Given passage =>
Grounds Crews Gear Up To Keep UVA Operating

Storm systems are building and expected to dump snow from the Midwest to the East Coast this week, starting with up to 8 inches predicted to fall Tuesday in Charlottesville. The National Weather Service issued a winter storm warning on Monday for a period from 10 a.m. Tuesday to 7 a.m. on Wednesday.

University of Virginia Facilities Management workers are ready for the storm.

“We’re getting plows on the trucks and tractors and putting de-icers in strategic locations,” Richard Hopkins, associate director of the Grounds, said.

The University uses rock salt to keep the snow from bonding to roads and magnesium chloride to melt ice on sidewalks. They use a noncorrosive liquid de-icer on the exposed decks of parking garages. 

The landscaping crew combines sand and rock salt as a road treatment to keep ice from forming and to provide traction. 

“It keeps the snow slushy and easier to plow,” Hopkins said. 

Facilities Management has a bin that holds between 75 and 100 tons of rock salt and a similarly sized bin that holds a one-third salt, two-thirds sand mixture, as well as a tractor trailer of magnesium chloride. Hopkins said most of this gets used up in a good-sized snowstorm and then the University restocks.

Job 1 => Reproduce the part of the snow-preparation article that opens with the words containing "The University uses" and closes with "the University restocks.", keeping every word unchanged.
The snow-preparation article has no connection to the records that come after it.

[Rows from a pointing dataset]
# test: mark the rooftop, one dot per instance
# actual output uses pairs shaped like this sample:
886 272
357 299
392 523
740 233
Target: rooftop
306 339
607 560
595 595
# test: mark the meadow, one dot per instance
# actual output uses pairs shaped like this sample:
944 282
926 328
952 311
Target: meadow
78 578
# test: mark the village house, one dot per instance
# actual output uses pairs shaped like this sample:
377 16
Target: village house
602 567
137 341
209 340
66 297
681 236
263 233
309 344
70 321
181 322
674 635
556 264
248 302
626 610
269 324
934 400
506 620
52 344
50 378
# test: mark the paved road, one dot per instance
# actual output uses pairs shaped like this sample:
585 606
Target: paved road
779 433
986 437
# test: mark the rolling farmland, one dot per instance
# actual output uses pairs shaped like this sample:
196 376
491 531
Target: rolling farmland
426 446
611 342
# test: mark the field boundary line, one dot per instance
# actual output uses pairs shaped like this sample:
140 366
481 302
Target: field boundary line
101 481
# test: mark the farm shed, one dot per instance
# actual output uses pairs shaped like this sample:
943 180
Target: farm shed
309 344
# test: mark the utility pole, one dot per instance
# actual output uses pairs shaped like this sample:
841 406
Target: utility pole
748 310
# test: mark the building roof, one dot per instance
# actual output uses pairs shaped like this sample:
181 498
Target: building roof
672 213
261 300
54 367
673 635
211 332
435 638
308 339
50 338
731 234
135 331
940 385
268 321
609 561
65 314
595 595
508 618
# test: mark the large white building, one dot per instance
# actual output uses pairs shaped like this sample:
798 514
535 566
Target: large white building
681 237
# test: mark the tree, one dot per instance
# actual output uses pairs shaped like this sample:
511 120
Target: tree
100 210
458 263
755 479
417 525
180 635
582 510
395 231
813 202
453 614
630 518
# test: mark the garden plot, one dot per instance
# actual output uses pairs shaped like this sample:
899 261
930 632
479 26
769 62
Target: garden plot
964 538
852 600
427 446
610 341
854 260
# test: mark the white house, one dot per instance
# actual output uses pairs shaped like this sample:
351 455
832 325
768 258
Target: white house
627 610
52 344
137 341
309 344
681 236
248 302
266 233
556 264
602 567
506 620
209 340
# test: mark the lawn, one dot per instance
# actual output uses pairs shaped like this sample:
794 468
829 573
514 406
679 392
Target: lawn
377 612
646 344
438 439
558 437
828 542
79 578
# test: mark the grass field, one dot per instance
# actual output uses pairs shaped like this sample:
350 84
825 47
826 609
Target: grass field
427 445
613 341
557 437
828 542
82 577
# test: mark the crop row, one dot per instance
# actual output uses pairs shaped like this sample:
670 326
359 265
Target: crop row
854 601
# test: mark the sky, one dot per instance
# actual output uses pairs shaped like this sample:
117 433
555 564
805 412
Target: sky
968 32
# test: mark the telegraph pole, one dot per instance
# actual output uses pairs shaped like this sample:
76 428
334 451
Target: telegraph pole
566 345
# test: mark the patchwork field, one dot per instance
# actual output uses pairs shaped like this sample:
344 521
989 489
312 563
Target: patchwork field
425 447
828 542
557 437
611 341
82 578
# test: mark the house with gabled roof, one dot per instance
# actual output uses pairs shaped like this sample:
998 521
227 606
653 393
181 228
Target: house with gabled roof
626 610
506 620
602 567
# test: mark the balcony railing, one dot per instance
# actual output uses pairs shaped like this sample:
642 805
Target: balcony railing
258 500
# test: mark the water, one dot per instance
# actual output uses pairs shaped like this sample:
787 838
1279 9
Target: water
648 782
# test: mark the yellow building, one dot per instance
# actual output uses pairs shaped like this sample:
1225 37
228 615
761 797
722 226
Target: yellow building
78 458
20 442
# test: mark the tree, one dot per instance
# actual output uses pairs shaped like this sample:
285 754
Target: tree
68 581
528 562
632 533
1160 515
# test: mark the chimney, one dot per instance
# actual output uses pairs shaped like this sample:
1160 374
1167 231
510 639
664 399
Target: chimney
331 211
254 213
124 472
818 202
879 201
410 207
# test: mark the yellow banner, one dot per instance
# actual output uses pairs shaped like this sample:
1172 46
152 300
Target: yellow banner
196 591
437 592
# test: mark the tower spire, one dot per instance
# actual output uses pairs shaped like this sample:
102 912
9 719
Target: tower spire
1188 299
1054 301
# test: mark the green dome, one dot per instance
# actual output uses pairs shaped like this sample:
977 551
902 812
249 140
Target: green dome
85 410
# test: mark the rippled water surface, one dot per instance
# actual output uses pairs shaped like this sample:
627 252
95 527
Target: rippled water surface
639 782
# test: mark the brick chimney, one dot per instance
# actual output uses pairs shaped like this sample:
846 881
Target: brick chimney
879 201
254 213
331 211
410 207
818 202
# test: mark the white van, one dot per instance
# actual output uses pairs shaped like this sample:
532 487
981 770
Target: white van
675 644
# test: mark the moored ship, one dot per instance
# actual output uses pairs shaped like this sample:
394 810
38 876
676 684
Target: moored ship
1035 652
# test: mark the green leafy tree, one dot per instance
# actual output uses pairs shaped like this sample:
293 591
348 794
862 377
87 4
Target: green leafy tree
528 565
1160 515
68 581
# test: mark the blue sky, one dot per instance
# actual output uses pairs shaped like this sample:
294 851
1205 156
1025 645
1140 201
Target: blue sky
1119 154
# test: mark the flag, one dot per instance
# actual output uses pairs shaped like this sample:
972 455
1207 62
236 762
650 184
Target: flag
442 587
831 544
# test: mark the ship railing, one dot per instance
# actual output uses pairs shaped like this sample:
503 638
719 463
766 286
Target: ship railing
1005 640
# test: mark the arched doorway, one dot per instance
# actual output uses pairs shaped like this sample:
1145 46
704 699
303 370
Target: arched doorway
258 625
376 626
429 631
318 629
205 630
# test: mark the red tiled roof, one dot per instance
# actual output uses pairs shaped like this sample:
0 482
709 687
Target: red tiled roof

Job 2 => Report each line of the records that contains the string "road", copied in full.

Written solution 1 =>
The University uses rock salt to keep the snow from bonding to roads and magnesium chloride to melt ice on sidewalks. They use a noncorrosive liquid de-icer on the exposed decks of parking garages. 

The landscaping crew combines sand and rock salt as a road treatment to keep ice from forming and to provide traction. 

“It keeps the snow slushy and easier to plow,” Hopkins said. 

Facilities Management has a bin that holds between 75 and 100 tons of rock salt and a similarly sized bin that holds a one-third salt, two-thirds sand mixture, as well as a tractor trailer of magnesium chloride. Hopkins said most of this gets used up in a good-sized snowstorm and then the University restocks.

Written solution 2 =>
# test: mark the paved road, one dot per instance
Target: paved road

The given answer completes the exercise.